■ **TASK TO COMPLETE**:
Please echo the following lines exactly as they appear.

»»

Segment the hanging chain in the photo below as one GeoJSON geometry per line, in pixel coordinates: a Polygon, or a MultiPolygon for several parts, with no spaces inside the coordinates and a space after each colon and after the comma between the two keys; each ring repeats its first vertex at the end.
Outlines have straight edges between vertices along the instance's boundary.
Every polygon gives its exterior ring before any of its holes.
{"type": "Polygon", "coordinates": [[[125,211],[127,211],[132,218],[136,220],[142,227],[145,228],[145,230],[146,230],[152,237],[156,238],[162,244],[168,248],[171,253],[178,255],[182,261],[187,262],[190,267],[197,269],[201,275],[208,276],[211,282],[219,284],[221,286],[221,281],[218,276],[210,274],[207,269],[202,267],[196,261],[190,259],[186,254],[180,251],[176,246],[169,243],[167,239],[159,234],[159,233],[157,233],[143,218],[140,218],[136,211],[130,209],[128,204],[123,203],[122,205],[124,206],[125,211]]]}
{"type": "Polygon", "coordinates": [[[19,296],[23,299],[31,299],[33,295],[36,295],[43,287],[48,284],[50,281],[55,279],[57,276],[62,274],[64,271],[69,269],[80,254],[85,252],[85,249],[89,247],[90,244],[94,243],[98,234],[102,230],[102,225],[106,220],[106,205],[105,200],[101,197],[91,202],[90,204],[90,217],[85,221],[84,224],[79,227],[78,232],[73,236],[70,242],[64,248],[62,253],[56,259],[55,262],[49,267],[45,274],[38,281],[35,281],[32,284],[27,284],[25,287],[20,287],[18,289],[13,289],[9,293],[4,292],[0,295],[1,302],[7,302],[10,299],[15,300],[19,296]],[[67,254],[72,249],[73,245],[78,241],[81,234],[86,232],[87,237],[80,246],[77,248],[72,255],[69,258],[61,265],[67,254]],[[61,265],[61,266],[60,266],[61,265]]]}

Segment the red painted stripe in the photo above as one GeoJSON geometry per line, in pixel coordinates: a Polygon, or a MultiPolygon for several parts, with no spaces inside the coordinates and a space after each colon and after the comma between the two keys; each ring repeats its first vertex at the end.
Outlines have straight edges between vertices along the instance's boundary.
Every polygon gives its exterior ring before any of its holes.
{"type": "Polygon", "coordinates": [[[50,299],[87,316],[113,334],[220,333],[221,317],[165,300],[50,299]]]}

««

■ **EXERCISE RESULT**:
Segment the hanging chain in the photo below as one GeoJSON geometry per line, in pixel coordinates: a Polygon, or a MultiPolygon for several parts, with no spaces inside the coordinates and a space after each colon and after the comma between the two keys; each ring repeats its first vertex at the end.
Outlines have straight edges between vertices along the instance's boundary.
Every polygon gives its exterior ring before any of its holes.
{"type": "Polygon", "coordinates": [[[125,211],[127,211],[132,218],[136,220],[142,227],[145,228],[145,230],[146,230],[152,237],[156,238],[162,244],[168,248],[171,253],[178,255],[182,261],[187,262],[190,267],[197,269],[201,275],[208,276],[211,282],[219,284],[221,286],[221,281],[218,276],[210,274],[207,269],[202,267],[196,261],[190,259],[186,254],[180,251],[176,246],[169,243],[167,239],[159,234],[159,233],[157,233],[143,218],[140,218],[136,211],[130,209],[128,204],[123,203],[122,205],[124,206],[125,211]]]}
{"type": "Polygon", "coordinates": [[[19,296],[23,299],[31,299],[33,295],[36,295],[43,287],[48,284],[50,281],[55,279],[57,276],[62,274],[64,271],[69,269],[80,254],[85,252],[85,249],[89,247],[90,244],[94,243],[98,234],[102,230],[102,225],[106,220],[106,205],[105,200],[101,197],[91,202],[90,204],[90,217],[85,221],[84,224],[79,227],[78,232],[73,236],[70,242],[64,248],[62,253],[56,259],[55,262],[49,267],[45,274],[38,281],[35,281],[32,284],[27,284],[25,287],[20,287],[18,289],[13,289],[9,293],[4,292],[0,295],[1,302],[7,302],[10,299],[15,300],[19,296]],[[67,254],[72,249],[73,245],[78,241],[81,234],[86,232],[87,237],[80,246],[77,248],[72,255],[69,258],[61,265],[67,254]],[[61,265],[61,266],[60,266],[61,265]]]}

Segment the red painted stripe in the photo above as one GeoJSON geometry per line, in pixel coordinates: a Polygon, or a MultiPolygon for several parts, with no spaces inside the coordinates and a space after each colon and after the comma between the two keys; each ring repeats its first vertex at the end.
Outlines have straight edges between vertices along the instance's boundary.
Every polygon gives its exterior ring before any of its holes.
{"type": "Polygon", "coordinates": [[[50,299],[87,316],[113,334],[220,333],[221,317],[165,300],[50,299]]]}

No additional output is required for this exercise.